УСЛОВИЕ ЗАДАНИЯ:
Где, согласно отрывку о Сапунове, его поселили? Ответьте, пожалуйста, одним предложением.

ТЕКСТ ДЛЯ ЧТЕНИЯ:
Жить в самом городе Сапунову не разрешили, отдали под надзор станичного правления и поселили в отдельной избушке во дворе у дальних родственников недалеко от церкви Вознесения. Домик стоял на берегу Вознесенской протоки, берущей начало из Селенги, затем огибающей черемуховый остров, ныне именуемый «Богородский», и далее впадающей в Уду в какой-нибудь сотне метров от дома Сапунова.

Иван был высок ростом и широк в плечах. Его можно было назвать привлекательным, если бы не хищный взгляд, который он бросал на каждого встречного, словно приноравливался, как бы получше содрать с него кожу. Все свои действия и поступки он совершал на основе собственного «хочу». Когда что-то не получалось, он приходил в ярость и в этом состоянии был страшен. За драки и пьянство нередко попадал в «холодную», имевшуюся при станичном правлении. Но для человека, прошедшего каторгу, это наказание ровным счетом ничего не значило.

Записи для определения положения

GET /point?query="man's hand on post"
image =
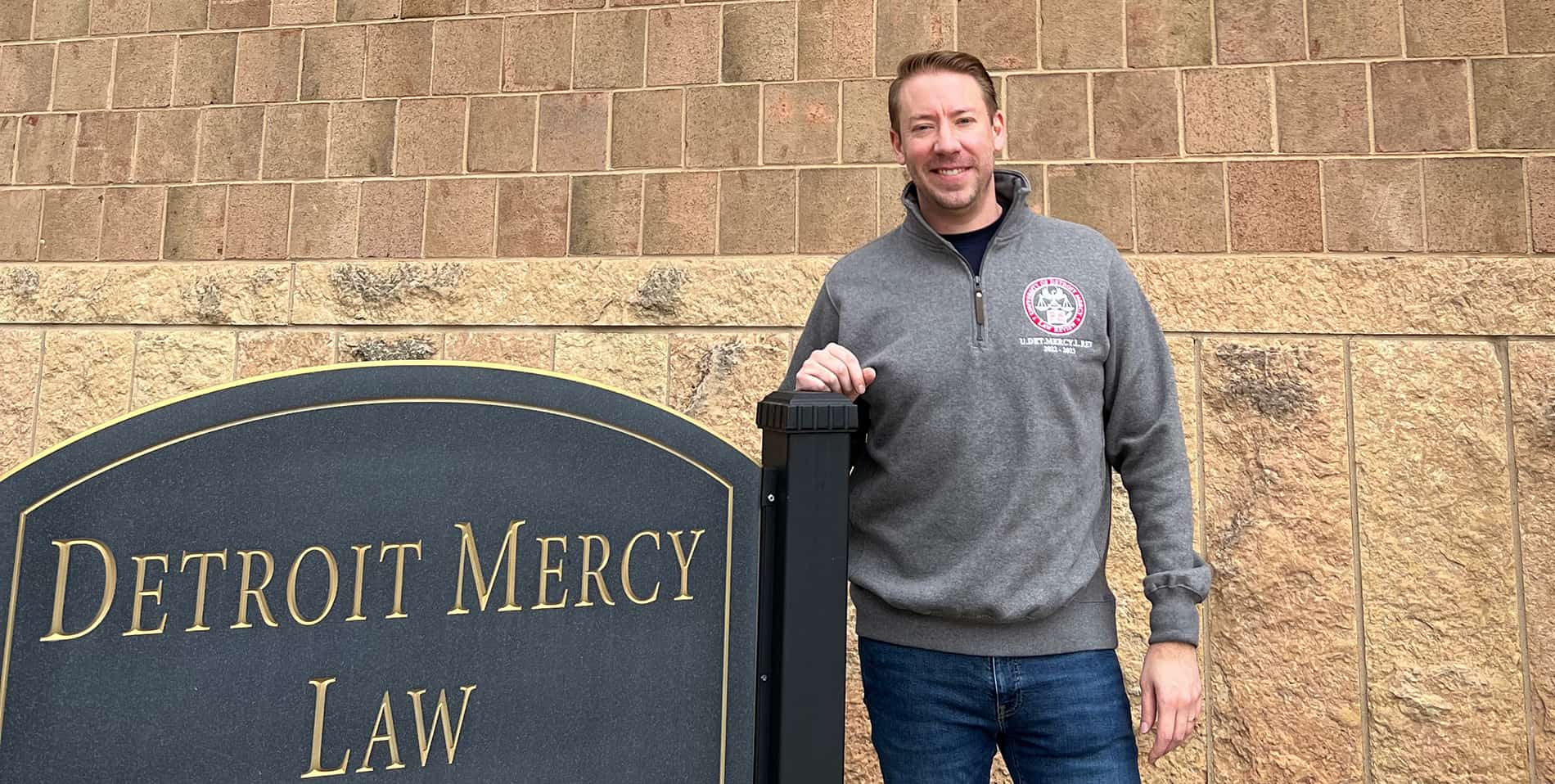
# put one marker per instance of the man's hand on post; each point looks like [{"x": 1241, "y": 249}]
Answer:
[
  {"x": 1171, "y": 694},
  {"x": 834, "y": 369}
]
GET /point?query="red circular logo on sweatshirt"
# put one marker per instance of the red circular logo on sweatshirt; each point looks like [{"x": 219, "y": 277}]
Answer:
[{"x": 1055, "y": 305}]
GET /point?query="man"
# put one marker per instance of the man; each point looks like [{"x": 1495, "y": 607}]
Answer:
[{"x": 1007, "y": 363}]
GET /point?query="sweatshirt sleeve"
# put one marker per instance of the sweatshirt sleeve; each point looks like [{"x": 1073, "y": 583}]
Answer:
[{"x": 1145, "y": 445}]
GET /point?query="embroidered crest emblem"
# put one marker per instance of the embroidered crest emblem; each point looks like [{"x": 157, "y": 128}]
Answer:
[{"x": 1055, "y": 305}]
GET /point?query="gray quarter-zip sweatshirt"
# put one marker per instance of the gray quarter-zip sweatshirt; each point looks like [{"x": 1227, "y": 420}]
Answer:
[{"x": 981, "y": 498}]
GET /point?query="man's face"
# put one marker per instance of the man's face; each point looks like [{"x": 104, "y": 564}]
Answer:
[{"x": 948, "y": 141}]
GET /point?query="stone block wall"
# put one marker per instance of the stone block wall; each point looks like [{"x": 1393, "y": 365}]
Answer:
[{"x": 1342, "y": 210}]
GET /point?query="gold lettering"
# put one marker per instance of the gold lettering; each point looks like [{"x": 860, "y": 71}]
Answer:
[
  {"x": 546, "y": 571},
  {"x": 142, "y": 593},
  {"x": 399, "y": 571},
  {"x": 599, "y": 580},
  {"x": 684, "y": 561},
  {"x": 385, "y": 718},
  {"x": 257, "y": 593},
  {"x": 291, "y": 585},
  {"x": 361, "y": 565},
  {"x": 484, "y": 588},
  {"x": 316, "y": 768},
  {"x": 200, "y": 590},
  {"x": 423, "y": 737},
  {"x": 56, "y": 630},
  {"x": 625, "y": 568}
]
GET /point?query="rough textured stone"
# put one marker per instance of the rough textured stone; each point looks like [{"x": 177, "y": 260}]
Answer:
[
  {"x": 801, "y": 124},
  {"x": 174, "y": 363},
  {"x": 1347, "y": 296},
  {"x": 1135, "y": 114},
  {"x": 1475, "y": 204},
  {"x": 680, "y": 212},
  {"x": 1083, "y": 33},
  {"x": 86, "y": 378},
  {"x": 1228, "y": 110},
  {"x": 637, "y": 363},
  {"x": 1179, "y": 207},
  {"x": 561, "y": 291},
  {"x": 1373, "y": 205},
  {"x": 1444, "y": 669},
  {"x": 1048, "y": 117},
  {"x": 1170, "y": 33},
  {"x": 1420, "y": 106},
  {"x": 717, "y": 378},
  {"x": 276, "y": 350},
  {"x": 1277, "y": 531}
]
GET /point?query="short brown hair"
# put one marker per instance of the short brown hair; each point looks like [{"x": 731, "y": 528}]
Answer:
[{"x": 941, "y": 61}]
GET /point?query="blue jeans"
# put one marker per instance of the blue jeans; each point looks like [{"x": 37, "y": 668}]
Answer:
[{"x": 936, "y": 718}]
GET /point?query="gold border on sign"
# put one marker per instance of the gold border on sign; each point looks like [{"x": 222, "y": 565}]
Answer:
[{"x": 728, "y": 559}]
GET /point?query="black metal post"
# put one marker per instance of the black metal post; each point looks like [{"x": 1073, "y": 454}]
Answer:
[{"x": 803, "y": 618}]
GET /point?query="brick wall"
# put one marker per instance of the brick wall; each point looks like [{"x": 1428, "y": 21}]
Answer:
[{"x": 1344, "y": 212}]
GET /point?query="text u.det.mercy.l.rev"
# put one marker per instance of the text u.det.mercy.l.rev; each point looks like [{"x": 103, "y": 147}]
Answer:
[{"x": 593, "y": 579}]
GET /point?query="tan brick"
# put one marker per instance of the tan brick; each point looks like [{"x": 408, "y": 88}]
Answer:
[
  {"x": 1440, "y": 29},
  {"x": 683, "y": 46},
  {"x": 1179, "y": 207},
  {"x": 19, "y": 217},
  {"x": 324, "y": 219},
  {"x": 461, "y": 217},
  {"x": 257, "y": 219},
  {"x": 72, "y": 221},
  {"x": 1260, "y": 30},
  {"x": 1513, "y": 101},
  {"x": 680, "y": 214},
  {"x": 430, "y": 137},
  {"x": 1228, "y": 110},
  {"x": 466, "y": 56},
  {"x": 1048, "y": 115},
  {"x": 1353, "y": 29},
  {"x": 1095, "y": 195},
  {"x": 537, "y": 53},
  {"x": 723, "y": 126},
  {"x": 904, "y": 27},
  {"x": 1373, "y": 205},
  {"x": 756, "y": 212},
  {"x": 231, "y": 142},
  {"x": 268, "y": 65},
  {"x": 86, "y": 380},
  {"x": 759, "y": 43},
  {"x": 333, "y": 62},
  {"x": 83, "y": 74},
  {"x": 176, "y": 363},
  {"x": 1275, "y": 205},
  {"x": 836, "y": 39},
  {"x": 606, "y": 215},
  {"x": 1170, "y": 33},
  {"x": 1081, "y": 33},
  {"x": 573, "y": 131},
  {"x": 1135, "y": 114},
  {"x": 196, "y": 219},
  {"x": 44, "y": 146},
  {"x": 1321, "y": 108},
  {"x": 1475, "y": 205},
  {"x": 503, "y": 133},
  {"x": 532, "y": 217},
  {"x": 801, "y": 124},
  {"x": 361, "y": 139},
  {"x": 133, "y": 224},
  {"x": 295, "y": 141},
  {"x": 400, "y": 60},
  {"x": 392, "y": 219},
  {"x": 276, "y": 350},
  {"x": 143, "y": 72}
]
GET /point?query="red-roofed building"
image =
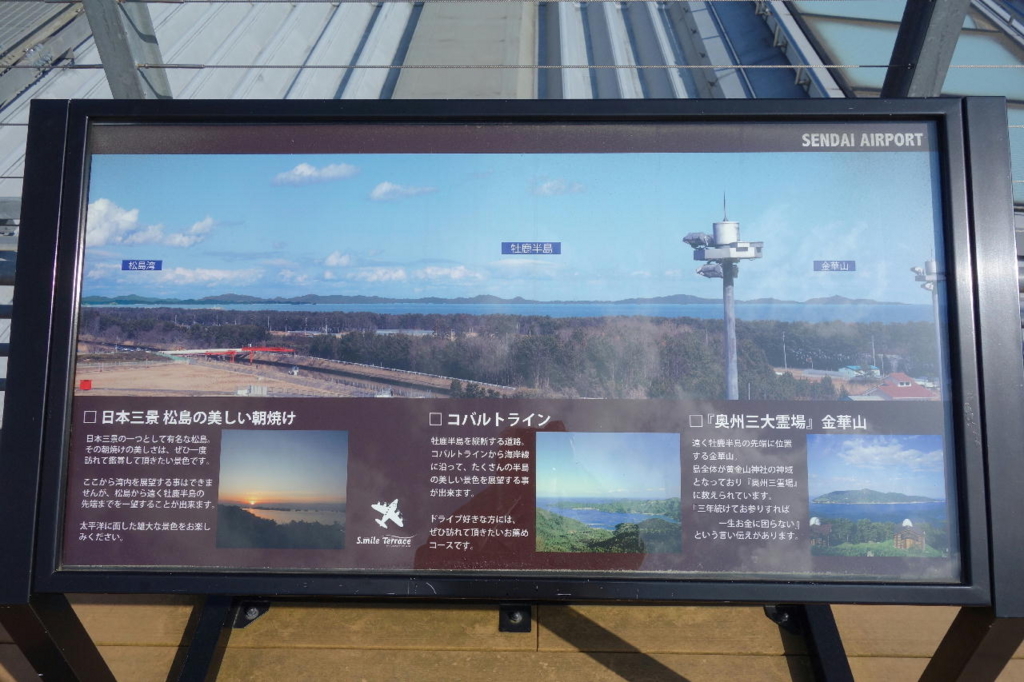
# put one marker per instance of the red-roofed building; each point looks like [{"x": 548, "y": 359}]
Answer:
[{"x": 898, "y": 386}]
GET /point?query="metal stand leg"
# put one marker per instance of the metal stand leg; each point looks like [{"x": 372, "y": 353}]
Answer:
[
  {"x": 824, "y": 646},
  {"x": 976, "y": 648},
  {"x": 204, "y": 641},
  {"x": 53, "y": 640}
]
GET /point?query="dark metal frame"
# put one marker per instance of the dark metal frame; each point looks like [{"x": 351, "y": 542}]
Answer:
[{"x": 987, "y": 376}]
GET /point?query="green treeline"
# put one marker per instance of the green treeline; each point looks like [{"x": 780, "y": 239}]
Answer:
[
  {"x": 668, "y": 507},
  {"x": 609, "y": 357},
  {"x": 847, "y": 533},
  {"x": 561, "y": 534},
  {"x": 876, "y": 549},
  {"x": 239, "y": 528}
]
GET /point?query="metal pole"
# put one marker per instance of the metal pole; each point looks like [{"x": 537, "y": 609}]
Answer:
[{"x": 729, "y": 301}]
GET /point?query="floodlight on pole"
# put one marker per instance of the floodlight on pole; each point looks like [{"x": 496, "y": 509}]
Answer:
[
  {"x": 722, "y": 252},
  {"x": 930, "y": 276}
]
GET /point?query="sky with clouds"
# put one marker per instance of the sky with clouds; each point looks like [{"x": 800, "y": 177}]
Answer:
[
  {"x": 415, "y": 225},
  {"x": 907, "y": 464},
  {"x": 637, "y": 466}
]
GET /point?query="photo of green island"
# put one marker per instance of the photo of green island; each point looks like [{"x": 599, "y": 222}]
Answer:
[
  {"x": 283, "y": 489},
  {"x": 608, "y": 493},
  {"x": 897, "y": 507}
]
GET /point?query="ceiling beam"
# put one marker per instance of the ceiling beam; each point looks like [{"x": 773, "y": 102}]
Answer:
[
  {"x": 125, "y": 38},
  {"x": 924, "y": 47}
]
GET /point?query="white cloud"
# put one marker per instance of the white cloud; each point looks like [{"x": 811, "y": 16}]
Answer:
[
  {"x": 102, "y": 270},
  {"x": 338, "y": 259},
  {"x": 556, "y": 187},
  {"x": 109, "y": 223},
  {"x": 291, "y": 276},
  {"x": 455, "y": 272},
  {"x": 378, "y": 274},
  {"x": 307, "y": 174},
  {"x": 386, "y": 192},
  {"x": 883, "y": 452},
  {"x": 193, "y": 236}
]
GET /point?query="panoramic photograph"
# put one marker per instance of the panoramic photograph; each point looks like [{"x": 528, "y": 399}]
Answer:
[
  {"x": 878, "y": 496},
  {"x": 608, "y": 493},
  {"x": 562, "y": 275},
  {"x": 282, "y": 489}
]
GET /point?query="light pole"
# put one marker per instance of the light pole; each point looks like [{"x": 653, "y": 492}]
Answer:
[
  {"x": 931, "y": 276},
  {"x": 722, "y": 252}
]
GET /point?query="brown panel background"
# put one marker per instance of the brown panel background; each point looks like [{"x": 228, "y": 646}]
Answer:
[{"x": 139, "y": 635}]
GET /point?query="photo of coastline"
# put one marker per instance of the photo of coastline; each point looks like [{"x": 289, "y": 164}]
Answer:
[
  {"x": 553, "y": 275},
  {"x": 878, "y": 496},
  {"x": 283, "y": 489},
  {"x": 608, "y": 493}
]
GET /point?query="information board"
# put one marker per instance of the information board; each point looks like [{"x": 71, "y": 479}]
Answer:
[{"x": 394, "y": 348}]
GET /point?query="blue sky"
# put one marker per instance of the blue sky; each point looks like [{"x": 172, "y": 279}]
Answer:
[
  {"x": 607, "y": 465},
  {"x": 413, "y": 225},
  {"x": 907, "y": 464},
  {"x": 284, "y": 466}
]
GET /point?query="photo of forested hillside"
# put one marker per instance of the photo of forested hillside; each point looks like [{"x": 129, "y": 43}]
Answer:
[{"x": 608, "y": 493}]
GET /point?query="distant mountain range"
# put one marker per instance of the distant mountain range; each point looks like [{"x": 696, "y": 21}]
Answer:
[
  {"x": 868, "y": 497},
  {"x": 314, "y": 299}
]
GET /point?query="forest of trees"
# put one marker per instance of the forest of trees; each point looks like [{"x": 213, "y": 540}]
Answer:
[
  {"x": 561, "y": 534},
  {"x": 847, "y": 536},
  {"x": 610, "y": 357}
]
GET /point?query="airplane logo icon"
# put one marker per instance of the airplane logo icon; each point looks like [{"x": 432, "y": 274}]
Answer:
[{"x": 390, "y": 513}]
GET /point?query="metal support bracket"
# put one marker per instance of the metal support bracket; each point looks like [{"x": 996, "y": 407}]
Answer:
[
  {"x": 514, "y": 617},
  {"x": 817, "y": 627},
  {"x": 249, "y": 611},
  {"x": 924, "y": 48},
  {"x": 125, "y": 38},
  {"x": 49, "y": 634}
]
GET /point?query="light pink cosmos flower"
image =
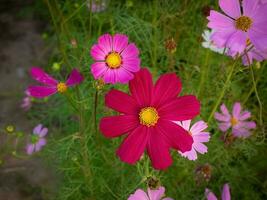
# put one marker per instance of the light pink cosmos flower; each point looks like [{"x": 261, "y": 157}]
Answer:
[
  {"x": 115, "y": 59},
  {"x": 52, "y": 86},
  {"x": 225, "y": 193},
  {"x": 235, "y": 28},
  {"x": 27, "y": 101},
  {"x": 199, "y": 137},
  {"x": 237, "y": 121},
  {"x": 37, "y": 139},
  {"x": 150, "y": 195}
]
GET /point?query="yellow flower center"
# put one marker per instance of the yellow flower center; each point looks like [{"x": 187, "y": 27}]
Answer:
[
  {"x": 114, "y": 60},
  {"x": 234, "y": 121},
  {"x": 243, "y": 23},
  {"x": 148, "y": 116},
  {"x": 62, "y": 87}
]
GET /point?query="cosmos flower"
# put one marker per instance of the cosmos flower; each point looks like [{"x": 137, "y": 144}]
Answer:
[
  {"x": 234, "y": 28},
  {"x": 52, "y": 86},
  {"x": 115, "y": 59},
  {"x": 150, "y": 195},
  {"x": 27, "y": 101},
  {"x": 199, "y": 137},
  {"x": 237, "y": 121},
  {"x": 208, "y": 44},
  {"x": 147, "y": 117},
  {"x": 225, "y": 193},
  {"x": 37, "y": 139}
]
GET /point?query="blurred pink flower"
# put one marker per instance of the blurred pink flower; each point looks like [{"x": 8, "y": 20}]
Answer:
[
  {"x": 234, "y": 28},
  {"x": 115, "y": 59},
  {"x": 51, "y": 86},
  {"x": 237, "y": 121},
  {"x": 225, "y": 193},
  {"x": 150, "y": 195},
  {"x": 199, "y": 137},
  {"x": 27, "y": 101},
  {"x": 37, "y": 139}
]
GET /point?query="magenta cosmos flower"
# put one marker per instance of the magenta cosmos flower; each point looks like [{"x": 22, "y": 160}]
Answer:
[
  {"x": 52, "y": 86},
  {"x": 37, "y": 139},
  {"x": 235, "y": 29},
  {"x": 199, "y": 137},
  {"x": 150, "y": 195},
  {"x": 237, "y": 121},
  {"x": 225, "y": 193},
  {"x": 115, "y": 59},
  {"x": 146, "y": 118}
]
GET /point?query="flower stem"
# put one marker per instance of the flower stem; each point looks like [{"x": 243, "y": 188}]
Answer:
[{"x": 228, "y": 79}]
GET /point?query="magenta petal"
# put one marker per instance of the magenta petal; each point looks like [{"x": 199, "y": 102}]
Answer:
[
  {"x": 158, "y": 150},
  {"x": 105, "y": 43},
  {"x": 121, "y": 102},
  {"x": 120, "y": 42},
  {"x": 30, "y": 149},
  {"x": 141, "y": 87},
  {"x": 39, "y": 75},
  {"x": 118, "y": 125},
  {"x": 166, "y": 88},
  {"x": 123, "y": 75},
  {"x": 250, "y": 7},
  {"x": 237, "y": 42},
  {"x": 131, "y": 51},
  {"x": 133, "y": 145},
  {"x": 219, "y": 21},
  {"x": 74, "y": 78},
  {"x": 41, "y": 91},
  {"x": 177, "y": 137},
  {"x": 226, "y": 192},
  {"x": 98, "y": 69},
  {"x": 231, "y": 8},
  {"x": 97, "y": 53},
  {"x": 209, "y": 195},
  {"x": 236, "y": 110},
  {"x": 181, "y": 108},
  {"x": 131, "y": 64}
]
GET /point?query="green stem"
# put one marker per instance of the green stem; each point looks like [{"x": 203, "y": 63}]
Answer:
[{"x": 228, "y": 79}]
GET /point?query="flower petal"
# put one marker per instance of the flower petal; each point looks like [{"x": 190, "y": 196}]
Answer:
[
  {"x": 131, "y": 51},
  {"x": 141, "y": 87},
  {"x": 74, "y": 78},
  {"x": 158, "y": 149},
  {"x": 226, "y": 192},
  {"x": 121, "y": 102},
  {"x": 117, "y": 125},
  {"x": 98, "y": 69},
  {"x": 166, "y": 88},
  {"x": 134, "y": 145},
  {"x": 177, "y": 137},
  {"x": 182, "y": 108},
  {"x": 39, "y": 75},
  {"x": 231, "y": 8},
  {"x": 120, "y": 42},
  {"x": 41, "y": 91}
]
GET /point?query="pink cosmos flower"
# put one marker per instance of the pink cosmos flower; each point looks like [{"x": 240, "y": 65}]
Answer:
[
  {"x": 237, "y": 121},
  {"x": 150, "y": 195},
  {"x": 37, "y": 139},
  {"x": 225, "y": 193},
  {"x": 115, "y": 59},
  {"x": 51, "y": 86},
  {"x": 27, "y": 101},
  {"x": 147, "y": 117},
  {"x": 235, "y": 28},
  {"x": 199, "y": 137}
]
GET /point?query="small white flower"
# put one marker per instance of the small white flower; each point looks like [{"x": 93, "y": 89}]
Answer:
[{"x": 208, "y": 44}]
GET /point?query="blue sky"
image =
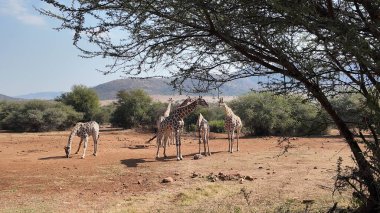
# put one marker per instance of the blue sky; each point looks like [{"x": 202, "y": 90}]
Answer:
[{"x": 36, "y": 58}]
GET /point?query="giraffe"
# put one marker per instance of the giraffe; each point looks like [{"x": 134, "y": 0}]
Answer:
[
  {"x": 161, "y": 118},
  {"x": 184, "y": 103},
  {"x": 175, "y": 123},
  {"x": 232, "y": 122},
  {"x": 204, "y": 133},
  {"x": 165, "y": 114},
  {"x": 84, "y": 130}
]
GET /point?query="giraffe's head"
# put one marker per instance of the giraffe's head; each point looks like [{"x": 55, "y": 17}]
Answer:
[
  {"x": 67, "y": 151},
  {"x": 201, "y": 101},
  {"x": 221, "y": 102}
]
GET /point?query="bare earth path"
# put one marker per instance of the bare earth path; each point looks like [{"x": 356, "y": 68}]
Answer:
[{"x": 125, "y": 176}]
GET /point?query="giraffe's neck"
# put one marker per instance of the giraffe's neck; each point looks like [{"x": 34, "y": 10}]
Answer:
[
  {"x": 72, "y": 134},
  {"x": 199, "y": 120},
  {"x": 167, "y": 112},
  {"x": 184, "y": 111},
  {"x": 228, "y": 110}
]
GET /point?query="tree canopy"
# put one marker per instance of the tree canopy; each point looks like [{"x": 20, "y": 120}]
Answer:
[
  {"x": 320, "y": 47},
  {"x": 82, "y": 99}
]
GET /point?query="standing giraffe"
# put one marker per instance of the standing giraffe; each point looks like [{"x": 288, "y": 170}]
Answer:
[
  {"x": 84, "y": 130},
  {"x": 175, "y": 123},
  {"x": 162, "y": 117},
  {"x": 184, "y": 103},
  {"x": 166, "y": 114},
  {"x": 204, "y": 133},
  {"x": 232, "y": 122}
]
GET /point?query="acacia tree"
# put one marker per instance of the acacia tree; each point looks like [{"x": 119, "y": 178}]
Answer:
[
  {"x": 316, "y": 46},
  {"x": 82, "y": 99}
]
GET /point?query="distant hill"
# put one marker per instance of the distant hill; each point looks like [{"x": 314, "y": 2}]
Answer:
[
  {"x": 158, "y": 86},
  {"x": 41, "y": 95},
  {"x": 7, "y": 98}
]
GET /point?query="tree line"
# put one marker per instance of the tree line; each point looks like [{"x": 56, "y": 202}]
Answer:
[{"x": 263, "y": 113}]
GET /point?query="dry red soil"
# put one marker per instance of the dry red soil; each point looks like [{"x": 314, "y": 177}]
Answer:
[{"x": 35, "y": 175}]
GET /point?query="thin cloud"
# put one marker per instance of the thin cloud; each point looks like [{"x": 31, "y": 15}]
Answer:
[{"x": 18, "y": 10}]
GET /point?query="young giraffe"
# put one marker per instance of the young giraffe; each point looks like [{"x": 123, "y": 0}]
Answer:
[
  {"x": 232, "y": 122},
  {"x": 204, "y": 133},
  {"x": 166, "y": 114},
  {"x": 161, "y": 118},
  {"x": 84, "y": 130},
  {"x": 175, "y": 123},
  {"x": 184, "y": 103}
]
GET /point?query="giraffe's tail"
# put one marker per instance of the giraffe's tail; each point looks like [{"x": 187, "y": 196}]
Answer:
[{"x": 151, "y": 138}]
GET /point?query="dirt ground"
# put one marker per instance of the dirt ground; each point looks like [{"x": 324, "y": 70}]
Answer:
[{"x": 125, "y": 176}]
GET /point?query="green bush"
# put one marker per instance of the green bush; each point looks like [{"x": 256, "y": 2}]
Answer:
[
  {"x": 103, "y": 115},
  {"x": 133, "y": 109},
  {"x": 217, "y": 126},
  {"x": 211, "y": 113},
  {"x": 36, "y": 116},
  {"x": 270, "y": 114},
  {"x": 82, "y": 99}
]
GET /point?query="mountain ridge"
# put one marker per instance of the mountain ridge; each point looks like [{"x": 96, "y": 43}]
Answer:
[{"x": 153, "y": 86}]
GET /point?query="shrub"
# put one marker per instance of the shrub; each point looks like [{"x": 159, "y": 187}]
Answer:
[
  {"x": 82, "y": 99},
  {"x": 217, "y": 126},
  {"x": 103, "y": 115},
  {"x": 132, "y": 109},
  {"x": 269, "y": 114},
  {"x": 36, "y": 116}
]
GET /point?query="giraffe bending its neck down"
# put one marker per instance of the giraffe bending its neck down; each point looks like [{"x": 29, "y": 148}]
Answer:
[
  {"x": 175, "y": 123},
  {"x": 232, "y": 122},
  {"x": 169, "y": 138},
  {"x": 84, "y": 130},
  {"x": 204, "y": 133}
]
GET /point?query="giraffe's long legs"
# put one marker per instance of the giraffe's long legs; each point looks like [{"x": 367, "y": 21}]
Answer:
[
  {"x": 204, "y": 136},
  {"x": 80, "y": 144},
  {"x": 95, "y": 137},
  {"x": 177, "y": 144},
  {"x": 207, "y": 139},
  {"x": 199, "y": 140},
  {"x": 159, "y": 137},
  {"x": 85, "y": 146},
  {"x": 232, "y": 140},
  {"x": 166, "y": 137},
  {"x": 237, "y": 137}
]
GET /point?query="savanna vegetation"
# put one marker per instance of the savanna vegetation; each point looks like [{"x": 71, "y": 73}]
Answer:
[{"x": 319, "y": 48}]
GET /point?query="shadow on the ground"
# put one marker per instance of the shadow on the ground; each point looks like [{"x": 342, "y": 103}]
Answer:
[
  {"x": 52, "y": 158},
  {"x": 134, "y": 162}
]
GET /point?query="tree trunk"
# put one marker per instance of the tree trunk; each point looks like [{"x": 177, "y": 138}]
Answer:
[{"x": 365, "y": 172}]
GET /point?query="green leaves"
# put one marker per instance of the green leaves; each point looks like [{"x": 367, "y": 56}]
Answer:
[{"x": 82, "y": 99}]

РЕШЕНИЕ:
Сапунова поселили в отдельной избушке во дворе у дальних родственников недалеко от церкви Вознесения.